L’épuisement des troupes aurait même un impact sur leur rendement. Par exemple, certains policiers admettent qu’ils ont décidé de ne plus émettre de constats d’infraction à moins qu’une situation ne l’oblige réellement.
|Suicides policiers|
En 2017, la Sûreté du Québec a été secouée par une vague de suicides policiers dans son organisation alors que huit policiers se sont enlevés la vie.
La Sûreté du Québec se fait rassurante
Du côté de la Sûreté du Québec, on perçoit la réorganisation en cours d’un autre œil. Au moment où des policiers dénoncent l’épuisement professionnel dont plusieurs sont victimes, on révèle que dans les régions desservies, il n’y a pratiquement pas d’augmentation du taux d’absentéisme, soit moins de 1% lors des deux dernières années.
--- --- ---
• [Consigne]:
Pouvez-vous recopier mot pour mot, dans l'extrait sur l'épuisement des policiers, le passage allant de « L’épuisement des troupes » jusqu'à « deux dernières années. » ?
--- --- ---
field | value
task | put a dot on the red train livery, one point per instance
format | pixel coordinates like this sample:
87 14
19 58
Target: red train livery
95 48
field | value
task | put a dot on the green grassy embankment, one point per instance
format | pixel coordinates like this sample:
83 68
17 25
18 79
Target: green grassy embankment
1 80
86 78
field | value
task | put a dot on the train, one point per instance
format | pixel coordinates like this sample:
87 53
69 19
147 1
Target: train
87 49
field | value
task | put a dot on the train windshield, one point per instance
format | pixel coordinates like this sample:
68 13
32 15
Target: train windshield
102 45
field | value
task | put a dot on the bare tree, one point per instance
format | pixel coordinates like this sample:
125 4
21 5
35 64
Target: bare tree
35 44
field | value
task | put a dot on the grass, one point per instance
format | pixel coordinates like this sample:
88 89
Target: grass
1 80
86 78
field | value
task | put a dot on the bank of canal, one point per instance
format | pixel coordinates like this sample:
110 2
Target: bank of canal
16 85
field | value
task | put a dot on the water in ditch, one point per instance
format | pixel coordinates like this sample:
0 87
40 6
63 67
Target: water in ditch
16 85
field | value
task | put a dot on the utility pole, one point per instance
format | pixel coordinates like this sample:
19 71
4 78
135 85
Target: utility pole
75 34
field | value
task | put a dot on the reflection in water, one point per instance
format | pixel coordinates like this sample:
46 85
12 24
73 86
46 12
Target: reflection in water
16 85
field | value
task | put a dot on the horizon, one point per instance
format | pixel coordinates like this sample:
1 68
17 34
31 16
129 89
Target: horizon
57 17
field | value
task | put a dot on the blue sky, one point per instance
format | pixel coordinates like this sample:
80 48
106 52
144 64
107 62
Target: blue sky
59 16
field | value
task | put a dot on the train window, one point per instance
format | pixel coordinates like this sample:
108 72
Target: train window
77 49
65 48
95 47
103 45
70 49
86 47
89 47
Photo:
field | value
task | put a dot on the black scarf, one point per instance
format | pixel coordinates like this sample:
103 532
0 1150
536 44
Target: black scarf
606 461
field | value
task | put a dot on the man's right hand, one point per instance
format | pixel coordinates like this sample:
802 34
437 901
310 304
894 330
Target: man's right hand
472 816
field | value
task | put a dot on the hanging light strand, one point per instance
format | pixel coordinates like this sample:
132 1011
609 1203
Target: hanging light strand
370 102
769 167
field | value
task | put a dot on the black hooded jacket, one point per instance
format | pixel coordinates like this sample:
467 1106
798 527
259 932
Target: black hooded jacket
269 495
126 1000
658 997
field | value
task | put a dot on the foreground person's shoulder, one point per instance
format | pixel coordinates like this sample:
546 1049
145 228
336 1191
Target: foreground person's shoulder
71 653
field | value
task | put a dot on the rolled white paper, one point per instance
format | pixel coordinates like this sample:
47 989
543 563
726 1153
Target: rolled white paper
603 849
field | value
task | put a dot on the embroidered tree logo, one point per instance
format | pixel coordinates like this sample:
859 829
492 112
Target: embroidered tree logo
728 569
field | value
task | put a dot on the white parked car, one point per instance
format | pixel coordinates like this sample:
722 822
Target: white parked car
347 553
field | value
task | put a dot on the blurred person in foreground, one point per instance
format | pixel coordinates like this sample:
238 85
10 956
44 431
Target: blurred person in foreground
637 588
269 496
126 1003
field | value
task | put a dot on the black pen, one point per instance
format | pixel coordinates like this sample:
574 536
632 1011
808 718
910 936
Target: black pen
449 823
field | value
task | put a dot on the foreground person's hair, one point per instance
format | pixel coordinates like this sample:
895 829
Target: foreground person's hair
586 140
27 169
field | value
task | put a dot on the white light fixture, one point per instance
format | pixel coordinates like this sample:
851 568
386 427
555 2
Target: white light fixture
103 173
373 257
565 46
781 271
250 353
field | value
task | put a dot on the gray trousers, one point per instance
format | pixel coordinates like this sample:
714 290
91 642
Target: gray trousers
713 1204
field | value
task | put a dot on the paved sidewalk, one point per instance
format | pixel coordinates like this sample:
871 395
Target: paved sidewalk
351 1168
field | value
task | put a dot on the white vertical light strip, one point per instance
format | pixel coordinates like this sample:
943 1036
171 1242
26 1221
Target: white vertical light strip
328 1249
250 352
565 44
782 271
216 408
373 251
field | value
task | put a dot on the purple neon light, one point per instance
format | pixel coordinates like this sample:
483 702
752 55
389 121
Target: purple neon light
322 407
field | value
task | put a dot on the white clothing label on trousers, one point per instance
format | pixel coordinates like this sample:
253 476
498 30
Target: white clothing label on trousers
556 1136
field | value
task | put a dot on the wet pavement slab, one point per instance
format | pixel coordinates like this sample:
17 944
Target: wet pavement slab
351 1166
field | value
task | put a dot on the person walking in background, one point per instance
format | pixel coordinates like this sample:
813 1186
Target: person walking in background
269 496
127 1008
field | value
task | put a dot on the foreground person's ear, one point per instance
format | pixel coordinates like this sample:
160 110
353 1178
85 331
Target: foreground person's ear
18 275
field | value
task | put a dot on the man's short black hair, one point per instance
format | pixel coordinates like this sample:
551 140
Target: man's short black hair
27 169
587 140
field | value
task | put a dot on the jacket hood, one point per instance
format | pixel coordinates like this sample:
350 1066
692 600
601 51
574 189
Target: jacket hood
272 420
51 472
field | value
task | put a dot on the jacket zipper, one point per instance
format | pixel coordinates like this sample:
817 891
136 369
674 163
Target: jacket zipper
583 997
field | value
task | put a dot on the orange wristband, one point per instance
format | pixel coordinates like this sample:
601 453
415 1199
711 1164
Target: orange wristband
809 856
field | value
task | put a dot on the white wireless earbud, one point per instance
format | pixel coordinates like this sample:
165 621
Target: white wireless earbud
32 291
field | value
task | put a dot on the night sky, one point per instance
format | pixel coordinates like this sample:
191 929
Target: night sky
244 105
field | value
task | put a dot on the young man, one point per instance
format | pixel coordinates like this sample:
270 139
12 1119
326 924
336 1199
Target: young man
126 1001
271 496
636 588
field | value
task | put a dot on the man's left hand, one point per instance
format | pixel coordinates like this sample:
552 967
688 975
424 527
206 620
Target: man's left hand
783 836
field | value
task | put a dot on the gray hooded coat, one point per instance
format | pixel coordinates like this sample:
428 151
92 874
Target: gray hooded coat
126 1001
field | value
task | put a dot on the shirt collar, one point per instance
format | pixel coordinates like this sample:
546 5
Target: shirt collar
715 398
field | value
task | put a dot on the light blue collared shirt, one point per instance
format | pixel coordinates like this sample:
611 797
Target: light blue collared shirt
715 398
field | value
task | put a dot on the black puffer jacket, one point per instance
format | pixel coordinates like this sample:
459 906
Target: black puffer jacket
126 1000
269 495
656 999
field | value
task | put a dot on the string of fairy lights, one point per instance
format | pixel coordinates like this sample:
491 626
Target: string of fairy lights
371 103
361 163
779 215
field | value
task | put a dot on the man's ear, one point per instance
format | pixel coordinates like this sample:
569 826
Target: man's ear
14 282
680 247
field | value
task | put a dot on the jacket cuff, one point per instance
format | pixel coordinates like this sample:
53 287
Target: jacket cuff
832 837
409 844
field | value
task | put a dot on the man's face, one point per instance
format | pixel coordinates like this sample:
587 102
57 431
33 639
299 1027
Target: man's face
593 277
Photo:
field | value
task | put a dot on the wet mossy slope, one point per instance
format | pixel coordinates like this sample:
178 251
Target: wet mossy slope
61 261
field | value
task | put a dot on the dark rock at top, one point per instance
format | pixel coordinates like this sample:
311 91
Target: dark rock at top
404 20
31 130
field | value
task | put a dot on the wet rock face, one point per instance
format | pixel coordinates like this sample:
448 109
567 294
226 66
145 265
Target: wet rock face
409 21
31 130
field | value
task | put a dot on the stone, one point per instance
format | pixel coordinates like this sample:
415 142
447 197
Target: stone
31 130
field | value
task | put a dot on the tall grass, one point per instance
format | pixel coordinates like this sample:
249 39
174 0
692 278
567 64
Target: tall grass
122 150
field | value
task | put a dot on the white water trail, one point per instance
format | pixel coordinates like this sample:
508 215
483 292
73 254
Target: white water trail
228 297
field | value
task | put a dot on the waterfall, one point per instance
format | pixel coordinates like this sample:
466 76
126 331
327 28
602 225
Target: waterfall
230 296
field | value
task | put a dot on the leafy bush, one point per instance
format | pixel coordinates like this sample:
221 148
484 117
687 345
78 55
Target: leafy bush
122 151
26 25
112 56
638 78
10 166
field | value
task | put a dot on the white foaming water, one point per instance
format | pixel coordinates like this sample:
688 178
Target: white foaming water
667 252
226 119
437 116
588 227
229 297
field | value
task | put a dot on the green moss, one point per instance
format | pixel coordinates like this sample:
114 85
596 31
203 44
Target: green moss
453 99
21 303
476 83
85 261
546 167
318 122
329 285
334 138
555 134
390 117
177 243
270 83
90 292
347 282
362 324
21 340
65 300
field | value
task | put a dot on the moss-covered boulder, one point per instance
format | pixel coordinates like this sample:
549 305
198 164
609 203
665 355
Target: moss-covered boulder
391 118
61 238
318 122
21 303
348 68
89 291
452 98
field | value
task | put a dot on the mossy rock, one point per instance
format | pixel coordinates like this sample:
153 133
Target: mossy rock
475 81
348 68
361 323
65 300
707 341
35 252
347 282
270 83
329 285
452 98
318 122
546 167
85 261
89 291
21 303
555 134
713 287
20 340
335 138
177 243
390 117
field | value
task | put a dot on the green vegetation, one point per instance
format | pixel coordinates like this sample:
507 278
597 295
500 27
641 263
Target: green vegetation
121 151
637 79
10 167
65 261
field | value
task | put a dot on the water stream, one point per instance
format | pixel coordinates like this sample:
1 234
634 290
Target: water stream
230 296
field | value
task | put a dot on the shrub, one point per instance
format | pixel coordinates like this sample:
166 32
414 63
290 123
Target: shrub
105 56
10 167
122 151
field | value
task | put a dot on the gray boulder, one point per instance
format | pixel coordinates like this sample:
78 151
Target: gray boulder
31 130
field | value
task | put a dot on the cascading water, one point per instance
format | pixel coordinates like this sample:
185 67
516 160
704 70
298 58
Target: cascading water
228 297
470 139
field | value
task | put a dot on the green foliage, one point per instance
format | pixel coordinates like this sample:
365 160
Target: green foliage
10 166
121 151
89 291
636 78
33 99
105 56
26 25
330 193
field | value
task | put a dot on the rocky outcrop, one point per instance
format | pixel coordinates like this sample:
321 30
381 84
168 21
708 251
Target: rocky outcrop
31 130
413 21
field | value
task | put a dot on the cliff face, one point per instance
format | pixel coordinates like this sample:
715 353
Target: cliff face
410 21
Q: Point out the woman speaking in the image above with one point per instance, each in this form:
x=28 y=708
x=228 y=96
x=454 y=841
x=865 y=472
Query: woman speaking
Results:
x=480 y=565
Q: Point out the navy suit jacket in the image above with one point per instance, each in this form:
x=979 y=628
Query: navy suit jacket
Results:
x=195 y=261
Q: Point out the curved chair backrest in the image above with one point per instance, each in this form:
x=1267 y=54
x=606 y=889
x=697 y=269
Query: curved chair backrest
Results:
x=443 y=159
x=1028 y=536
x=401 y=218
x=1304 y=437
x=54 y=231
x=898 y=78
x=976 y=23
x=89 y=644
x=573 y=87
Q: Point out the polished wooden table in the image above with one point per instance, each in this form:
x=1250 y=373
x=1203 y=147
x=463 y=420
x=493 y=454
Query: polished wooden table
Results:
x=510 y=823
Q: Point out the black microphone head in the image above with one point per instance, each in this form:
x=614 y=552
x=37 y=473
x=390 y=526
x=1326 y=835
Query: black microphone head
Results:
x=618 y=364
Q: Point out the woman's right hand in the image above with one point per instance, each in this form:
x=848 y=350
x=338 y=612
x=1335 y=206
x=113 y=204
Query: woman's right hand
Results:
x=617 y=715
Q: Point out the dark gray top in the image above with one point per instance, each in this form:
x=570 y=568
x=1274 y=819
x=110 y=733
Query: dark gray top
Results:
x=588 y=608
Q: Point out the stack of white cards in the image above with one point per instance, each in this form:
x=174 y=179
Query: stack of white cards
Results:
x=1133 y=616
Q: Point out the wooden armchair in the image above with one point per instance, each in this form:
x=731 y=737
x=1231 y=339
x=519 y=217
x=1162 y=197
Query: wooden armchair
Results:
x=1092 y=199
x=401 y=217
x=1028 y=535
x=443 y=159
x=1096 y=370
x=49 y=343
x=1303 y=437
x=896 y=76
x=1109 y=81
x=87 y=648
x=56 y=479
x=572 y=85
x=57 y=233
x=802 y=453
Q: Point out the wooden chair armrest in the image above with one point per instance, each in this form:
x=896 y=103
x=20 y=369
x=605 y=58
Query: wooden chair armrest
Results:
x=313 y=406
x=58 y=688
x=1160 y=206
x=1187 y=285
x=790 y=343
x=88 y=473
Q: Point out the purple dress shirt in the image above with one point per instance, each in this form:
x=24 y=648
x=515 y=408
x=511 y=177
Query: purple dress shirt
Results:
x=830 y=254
--- --- ---
• [Solution ci-dessous]:
L’épuisement des troupes aurait même un impact sur leur rendement. Par exemple, certains policiers admettent qu’ils ont décidé de ne plus émettre de constats d’infraction à moins qu’une situation ne l’oblige réellement.
|Suicides policiers|
En 2017, la Sûreté du Québec a été secouée par une vague de suicides policiers dans son organisation alors que huit policiers se sont enlevés la vie.
La Sûreté du Québec se fait rassurante
Du côté de la Sûreté du Québec, on perçoit la réorganisation en cours d’un autre œil. Au moment où des policiers dénoncent l’épuisement professionnel dont plusieurs sont victimes, on révèle que dans les régions desservies, il n’y a pratiquement pas d’augmentation du taux d’absentéisme, soit moins de 1% lors des deux dernières années.